Your instructions -
Take the line that contains "of the stacked" as the first line and the last line of the material below as the final one; reproduce exactly the lines between, inclusive.

********

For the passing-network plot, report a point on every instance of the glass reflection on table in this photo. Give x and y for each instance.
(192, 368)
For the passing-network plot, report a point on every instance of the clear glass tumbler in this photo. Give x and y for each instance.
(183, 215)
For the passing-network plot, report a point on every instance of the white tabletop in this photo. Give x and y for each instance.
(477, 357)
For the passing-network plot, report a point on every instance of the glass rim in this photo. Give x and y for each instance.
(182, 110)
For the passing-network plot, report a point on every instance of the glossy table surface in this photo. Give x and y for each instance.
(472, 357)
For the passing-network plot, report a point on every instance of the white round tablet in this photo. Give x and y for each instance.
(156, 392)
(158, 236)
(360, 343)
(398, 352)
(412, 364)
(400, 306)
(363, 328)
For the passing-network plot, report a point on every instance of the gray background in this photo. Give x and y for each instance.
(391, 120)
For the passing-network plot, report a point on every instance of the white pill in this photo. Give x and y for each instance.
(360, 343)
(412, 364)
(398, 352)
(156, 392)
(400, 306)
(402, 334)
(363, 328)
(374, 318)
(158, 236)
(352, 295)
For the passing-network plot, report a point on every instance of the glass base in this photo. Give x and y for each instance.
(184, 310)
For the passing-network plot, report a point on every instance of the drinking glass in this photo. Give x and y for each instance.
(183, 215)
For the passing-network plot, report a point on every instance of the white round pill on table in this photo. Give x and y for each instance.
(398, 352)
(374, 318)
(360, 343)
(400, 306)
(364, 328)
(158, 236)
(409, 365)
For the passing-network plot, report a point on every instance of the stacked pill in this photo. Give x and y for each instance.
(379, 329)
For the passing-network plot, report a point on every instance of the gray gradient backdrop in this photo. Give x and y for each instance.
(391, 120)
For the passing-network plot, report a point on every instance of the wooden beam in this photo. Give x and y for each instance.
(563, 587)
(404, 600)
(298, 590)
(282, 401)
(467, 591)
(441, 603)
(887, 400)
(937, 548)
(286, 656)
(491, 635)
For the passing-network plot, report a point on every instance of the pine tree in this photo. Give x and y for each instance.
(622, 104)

********

The solution -
For the passing-network plot, report a point on every instance of the stacked pill in this photo. Give x and y for each instance.
(379, 329)
For the passing-network plot, report a point on every instance of the gray gradient backdrop in this photo. Give x and y for each instance.
(391, 120)
For the passing-network plot, report a point on every instance of the wooden beam in this photo. Give x and y for each instance.
(563, 587)
(404, 600)
(298, 590)
(282, 401)
(467, 591)
(441, 603)
(887, 400)
(937, 548)
(286, 656)
(491, 635)
For the passing-network plot, report a point on every instance of the pine tree in this photo. Give x and y for each instance.
(622, 104)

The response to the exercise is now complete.